-- begin Source material --

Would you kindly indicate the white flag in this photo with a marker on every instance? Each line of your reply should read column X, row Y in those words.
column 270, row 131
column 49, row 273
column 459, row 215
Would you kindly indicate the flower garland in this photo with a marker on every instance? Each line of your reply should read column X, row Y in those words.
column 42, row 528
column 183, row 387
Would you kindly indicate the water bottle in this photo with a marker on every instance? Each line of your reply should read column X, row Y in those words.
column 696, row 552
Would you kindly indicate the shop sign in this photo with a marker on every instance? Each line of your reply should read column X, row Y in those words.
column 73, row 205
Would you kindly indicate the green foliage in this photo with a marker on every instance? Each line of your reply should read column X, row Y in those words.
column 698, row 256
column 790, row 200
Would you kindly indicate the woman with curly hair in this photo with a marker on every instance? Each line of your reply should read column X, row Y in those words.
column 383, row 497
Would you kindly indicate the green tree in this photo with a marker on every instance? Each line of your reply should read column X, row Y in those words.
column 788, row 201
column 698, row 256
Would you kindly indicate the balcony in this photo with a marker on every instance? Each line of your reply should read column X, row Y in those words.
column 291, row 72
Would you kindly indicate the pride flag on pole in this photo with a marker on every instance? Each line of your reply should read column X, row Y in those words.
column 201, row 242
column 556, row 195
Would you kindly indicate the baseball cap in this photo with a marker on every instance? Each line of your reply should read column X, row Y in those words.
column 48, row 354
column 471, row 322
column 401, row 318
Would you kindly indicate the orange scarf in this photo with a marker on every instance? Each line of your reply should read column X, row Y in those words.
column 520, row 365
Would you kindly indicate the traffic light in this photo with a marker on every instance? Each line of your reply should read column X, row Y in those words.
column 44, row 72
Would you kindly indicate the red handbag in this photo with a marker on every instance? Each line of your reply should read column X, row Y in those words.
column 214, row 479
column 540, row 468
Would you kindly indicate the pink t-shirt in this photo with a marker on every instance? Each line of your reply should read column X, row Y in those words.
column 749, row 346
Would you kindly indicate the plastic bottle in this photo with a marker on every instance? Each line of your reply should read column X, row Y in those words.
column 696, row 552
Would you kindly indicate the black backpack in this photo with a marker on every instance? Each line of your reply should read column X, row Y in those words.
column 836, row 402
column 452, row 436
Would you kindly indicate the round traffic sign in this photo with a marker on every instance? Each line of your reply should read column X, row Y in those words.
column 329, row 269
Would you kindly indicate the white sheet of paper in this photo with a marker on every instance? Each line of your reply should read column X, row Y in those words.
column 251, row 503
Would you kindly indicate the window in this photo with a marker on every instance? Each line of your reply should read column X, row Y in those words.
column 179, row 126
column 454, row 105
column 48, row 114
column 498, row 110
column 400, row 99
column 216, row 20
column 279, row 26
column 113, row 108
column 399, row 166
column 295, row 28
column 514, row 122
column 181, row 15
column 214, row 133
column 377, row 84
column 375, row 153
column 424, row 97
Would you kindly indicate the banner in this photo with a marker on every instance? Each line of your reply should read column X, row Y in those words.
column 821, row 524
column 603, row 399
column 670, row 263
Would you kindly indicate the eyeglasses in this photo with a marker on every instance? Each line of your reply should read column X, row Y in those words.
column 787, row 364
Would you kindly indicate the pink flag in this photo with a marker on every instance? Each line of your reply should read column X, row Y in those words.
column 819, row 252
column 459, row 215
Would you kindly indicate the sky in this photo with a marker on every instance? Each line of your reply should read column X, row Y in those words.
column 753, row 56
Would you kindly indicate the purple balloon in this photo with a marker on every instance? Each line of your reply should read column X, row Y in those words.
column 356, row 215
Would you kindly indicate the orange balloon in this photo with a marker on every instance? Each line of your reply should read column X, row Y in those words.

-- end Source material --

What to do:
Render the records above as a Markdown table with the columns Row and Text, giving each line its own numbered row and skipping any blank lines.

Final result:
| Row | Text |
|---|---|
| 1 | Would you kindly indicate the white flag in this photo with a marker on every instance? Each line of your reply should read column X, row Y in those words. |
| 2 | column 270, row 131 |
| 3 | column 49, row 273 |
| 4 | column 459, row 215 |
| 5 | Would you kindly indicate the flower garland in this photo with a marker on every instance? Each line of your reply should read column X, row Y in those words. |
| 6 | column 42, row 528 |
| 7 | column 183, row 387 |
| 8 | Would you kindly indicate the water bottle in this photo with a marker on every instance? Each line of your reply should read column X, row Y in those words. |
| 9 | column 696, row 552 |
| 10 | Would you kindly indicate the shop sign in this photo with a marker on every instance? Each line of your reply should read column X, row Y in those words. |
| 11 | column 73, row 205 |
| 12 | Would you kindly indicate the green foliage in this photo with a marker on every instance? Each line of your reply should read column X, row Y in those words. |
| 13 | column 698, row 256 |
| 14 | column 790, row 200 |
| 15 | Would you kindly indicate the woman with curly hair in this photo with a marker on every instance? Each line of your reply should read column X, row Y in those words. |
| 16 | column 383, row 497 |
| 17 | Would you kindly indicate the green tree in this photo with a marker on every instance? Each line of your reply should read column X, row Y in those words. |
| 18 | column 788, row 201 |
| 19 | column 698, row 256 |
| 20 | Would you kindly indicate the balcony in this photo with a marker on every instance? Each line of your reply should read column X, row Y in those words. |
| 21 | column 291, row 72 |
| 22 | Would you kindly indicate the pride flag on pole in this photo with a marker on every instance? Each line of your reply should read column X, row Y in those words. |
| 23 | column 201, row 242 |
| 24 | column 556, row 195 |
| 25 | Would you kindly indicate the baseball cap in this photo with a marker on every instance? Each line of your reply should read column X, row Y in those words. |
| 26 | column 48, row 354 |
| 27 | column 471, row 322 |
| 28 | column 401, row 318 |
| 29 | Would you kindly indicate the orange scarf in this photo with a marker on every instance? Each line of your reply should read column X, row Y in those words. |
| 30 | column 520, row 365 |
| 31 | Would you kindly indicate the traffic light in this photo with a marker on every instance? Each line of your reply should read column X, row Y in those words. |
| 32 | column 44, row 72 |
| 33 | Would you kindly indicate the red handbag in this photo with a marker on every instance? Each line of your reply should read column X, row Y in those words. |
| 34 | column 214, row 479 |
| 35 | column 540, row 468 |
| 36 | Would you kindly indicate the pink t-shirt in this photo with a marker on every instance? Each line of your reply should read column X, row Y in those words. |
| 37 | column 749, row 346 |
| 38 | Would you kindly indicate the plastic bottle in this photo with a marker on every instance? Each line of your reply should read column X, row Y in those words. |
| 39 | column 696, row 552 |
| 40 | Would you kindly indicate the black backpack in this photo with a marker on every instance? Each line of your reply should read column X, row Y in those words. |
| 41 | column 836, row 402 |
| 42 | column 452, row 436 |
| 43 | Would you kindly indicate the round traffic sign in this photo with a marker on every instance? Each line of your reply should read column X, row Y in those words. |
| 44 | column 329, row 269 |
| 45 | Would you kindly indicate the white sheet of paper in this photo with a marker on every instance? Each line of your reply should read column X, row Y in those words. |
| 46 | column 251, row 503 |
| 47 | Would you kindly indicate the window in this photo with a marker on every instance? Each line of your reply should read column X, row Y in those words. |
| 48 | column 179, row 126 |
| 49 | column 454, row 105 |
| 50 | column 48, row 114 |
| 51 | column 498, row 110 |
| 52 | column 400, row 99 |
| 53 | column 216, row 20 |
| 54 | column 279, row 26 |
| 55 | column 113, row 108 |
| 56 | column 399, row 166 |
| 57 | column 295, row 28 |
| 58 | column 514, row 122 |
| 59 | column 181, row 15 |
| 60 | column 214, row 133 |
| 61 | column 377, row 84 |
| 62 | column 375, row 153 |
| 63 | column 424, row 97 |
| 64 | Would you kindly indicate the banner in this photo with a marker on every instance? Each line of your reply should read column X, row Y in those words. |
| 65 | column 821, row 524 |
| 66 | column 603, row 399 |
| 67 | column 670, row 263 |
| 68 | Would you kindly indicate the eyeglasses in this photo with a marker on every instance? Each line of your reply should read column X, row Y in those words. |
| 69 | column 787, row 364 |
| 70 | Would you kindly indicate the pink flag in this photo with a marker on every instance? Each line of your reply should read column X, row Y in those words. |
| 71 | column 819, row 252 |
| 72 | column 459, row 215 |
| 73 | Would you kindly indicate the sky in this photo with a marker on every instance? Each line of your reply should read column X, row Y in those words. |
| 74 | column 753, row 56 |
| 75 | Would you kindly indicate the purple balloon in this photo with a marker on every instance? Each line of your reply should read column X, row Y in those words. |
| 76 | column 356, row 215 |
| 77 | Would you kindly indicate the orange balloon in this photo with a marker on every instance? Each line of your reply should read column X, row Y in those words. |